**Page text**

▶

In foreign ethnography, Dr Bucknill, of Tauranga, has presented a valuable and comprehensive series of seventy-nine selected specimens illustrating the development of English glassware from the time of the Roman occupancy to the eighteenth century Another donation of special value has been received from Mr. Henry Shaw, well known in Auckland by his previous benefactions both to the Institute and the Free Library It consists of a collection of 131 Japanese ivories, bronzes, and cloisonné work, and contains many examples of indisputable age and of much ethnographic and artistic excellence.

Among numerous other additions the following deserve special mention Mr. A F Ellis has contributed several specimens from Ocean Island, of the Gilbert and Ellice Protectorate, Mr. J L. Young has presented two stone carvings of considerable size from eastern Polynesia, Miss Morrisby has donated an excellent little series of thirty-three specimens from South Africa; Mrs. Reid, of Motutapu Island, has presented a Polynesian collection of over 250 specimens, as well as a large series of shells, and, finally, Mr. Cameron, the Resident at Aitutaki, has for warded two chiefs' carved seats, said to be the last remaining of that type on any of the islands in the Cook Group.

◀

**Information shown**

▶

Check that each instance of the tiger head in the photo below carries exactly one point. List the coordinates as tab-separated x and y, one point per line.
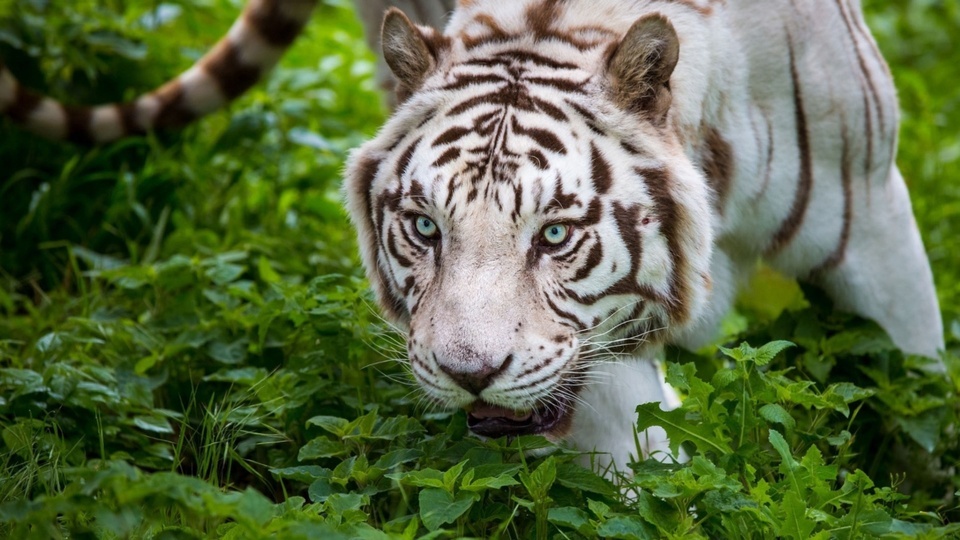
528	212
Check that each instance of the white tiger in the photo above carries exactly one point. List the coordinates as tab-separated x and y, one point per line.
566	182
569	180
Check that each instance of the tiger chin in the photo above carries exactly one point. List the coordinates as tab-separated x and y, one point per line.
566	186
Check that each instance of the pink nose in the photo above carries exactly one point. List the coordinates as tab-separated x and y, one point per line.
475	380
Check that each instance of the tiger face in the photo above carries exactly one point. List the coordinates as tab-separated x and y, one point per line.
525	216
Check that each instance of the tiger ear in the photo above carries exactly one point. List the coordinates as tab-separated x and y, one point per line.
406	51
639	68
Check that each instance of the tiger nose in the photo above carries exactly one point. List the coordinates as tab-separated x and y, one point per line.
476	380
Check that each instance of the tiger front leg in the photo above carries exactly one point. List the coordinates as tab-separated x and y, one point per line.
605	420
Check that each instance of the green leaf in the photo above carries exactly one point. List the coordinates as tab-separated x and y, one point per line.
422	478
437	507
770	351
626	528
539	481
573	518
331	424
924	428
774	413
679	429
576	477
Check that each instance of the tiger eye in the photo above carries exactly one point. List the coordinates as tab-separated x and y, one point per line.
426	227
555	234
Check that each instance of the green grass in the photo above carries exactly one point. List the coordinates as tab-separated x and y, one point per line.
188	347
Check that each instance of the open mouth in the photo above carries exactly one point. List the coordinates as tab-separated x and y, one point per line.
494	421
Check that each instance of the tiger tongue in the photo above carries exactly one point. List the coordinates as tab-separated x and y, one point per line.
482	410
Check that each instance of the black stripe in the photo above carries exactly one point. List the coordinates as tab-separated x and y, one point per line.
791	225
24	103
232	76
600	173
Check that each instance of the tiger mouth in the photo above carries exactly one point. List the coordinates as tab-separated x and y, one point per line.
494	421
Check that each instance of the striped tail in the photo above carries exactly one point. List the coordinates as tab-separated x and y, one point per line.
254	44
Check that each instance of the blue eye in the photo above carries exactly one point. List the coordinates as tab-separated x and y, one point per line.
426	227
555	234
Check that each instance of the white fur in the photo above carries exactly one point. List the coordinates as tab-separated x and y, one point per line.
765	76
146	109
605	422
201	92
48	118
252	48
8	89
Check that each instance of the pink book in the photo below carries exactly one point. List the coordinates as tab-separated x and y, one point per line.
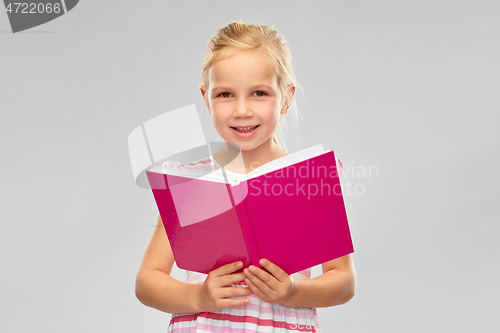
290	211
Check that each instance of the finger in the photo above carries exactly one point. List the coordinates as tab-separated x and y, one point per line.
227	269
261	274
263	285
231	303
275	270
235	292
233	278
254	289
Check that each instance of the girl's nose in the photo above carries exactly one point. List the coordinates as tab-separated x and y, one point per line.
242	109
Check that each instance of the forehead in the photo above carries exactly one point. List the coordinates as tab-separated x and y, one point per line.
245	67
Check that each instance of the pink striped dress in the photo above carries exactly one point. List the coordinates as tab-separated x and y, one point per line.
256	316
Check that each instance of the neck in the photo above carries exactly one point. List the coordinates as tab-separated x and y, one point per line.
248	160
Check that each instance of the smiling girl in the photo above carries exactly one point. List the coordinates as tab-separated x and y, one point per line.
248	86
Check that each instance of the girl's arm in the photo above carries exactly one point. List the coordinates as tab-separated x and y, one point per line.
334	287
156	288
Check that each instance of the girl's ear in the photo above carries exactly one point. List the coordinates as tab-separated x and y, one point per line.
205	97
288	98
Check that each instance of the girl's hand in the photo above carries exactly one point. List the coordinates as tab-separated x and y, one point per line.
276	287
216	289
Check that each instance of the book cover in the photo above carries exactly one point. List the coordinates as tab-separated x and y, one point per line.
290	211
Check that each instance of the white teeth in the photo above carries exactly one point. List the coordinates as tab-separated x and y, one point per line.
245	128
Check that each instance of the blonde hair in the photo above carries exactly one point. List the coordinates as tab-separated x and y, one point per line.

◀

**Description of the task**
According to the museum donations text, how many specimens from South Africa did Miss Morrisby donate?

**Reply**
Thirty-three.